Given instruction 1:
In the feature-row schema text, which file holds the source code for FeatureSchemaV1?
Given instruction 2:
List every class-level constant that FeatureSchemaV1 defines in the feature-row schema text, with the value assigned to each.
Given instruction 3:
Write the next part of the FeatureSchemaV1 documentation text, picking up after its final sentence.

Given text:
· · · · · · ·

Schema contract for feature rows (v1).

Holds the canonical column list, computes a deterministic schema hash, and validates individual rows or DataFrames against the contract.

Source code in src/taskclf/core/schema.py

@dataclass(frozen=True, eq=False)
class FeatureSchemaV1:
    """Schema contract for feature rows (v1).

    Holds the canonical column list, computes a deterministic schema hash,
    and validates individual rows or DataFrames against the contract.
    """

    VERSION: ClassVar[Final[str]] = "v1"
    COLUMNS: ClassVar[Final[dict[str, type]]] = _COLUMNS_V1
    SCHEMA_HASH: ClassVar[Final[str]] = _build_schema_hash(_COLUMNS_V1)

    # -- single-row validation ------------------------------------------

    @classmethod
    def validate_row(cls, data: dict[str, Any]) -> FeatureRowBase:
        """Validate *data* as a ``FeatureRow`` and verify schema metadata.

        Args:
            data: Raw dict of field values (e.g. from JSON or ``model_dump()``).

        Returns:
            The validated ``FeatureRow``.

        Raises:
            ValueError: If pydantic validation fails, or ``schema_version`` /
                ``schema_hash`` do not match the current contract.
        """
        row = FeatureRow.model_validate(data)
        if row.schema_version != cls.VERSION:
            raise ValueError(
                f"schema_version mismatch: expected {cls.VERSION!r}, "
                f"got {row.schema_version!r}"
            )
        if row.schema_hash != cls.SCHEMA_HASH:
            raise ValueError(
                f"schema_hash mismatch: expected {cls.SCHEMA_HASH!r}, "
                f"got {row.schema_hash!r}"
            )
        return row

    # -- DataFrame-level validation -------------------------------------

    @classmethod
    def validate_dataframe(cls, df: pd.DataFrame) -> None:
        """Check that *df* conforms to the v1 column contract.

        Args:
            df: DataFrame to validate (typically built from ``FeatureRow.model_dump()``).

        Raises:
            ValueError: If columns are missing, unexpected columns are present,
                or pandas dtype kinds do not match the expected Python types.
        """
        expected = set(cls.COLUMNS)
        actual = set(df.columns)

        missing = expected - actual
        if missing:
            raise ValueError(f"Missing columns: {sorted(missing)}")

        extra = actual - expected
        if extra:
            raise ValueError(f"Unexpected columns: {sorted(extra)}")

        _check_dataframe_dtypes(df, cls.COLUMNS)

`validate_row(data)` `classmethod` ¶

Validate data as a FeatureRow and verify schema metadata.

· · · · · · ·

Provided material:
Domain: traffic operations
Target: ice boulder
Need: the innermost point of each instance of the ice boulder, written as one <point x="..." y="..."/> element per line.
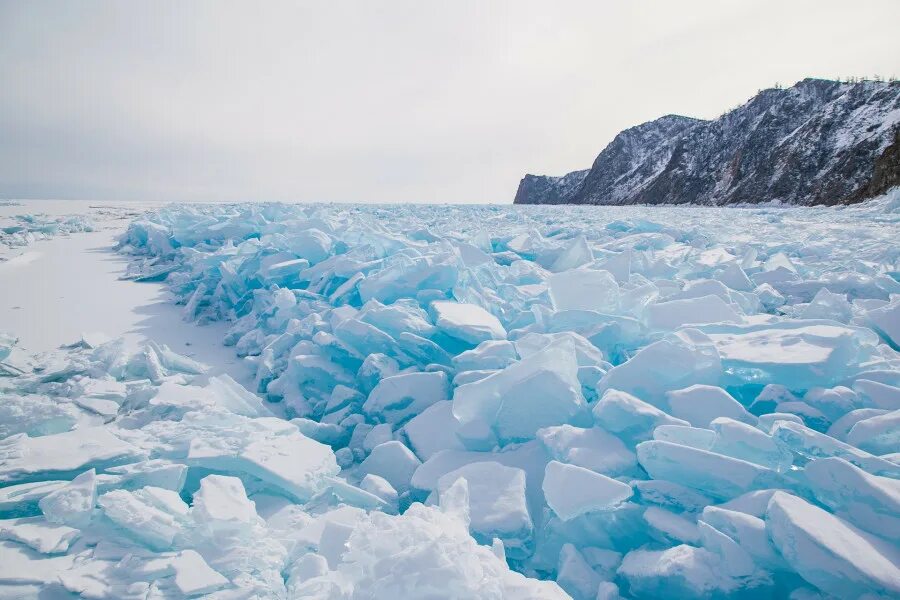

· · · · · · ·

Expected output 1:
src/taskclf/core/schema.py

Expected output 2:
VERSION = "v1"
COLUMNS = _COLUMNS_V1
SCHEMA_HASH = _build_schema_hash(_COLUMNS_V1)

Expected output 3:
Parameters:

Name	Type	Description	Default
`data`	`dict[str, Any]`	Raw dict of field values (e.g. from JSON or `model_dump()`).	required

Returns:

Type	Description
`FeatureRowBase`	The validated `FeatureRow`.

Raises:

Type	Description
`ValueError`	If pydantic validation fails, or `schema_version` / `schema_hash` do not match the current contract.

Source code in src/taskclf/core/schema.py

@classmethod
def validate_row(cls, data: dict[str, Any]) -> FeatureRowBase:
    """Validate *data* as a ``FeatureRow`` and verify schema metadata.

    Args:
        data: Raw dict of field values (e.g. from JSON or ``model_dump()``).

    Returns:
        The validated ``FeatureRow``.

    Raises:
        ValueError: If pydantic validation fails, or ``schema_version`` /
            ``schema_hash`` do not match the current contract.
    """
    row = FeatureRow.model_validate(data)
    if row.schema_version != cls.VERSION:
        raise ValueError(
            f"schema_version mismatch: expected {cls.VERSION!r}, "
            f"got {row.schema_version!r}"
        )
    if row.schema_hash != cls.SCHEMA_HASH:
        raise ValueError(
            f"schema_hash mismatch: expected {cls.SCHEMA_HASH!r}, "
            f"got {row.schema_hash!r}"
        )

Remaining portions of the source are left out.